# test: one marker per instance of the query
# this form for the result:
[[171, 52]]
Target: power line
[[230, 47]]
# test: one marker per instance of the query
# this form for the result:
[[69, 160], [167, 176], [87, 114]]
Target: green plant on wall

+ + + + + + +

Could you write out all the entries word for word?

## Solution to this exercise
# test: one marker per instance of the query
# this form for the result:
[[171, 52]]
Target: power line
[[230, 47]]
# test: one marker per instance of the query
# this form for the result:
[[69, 160], [167, 176], [87, 114]]
Target: green plant on wall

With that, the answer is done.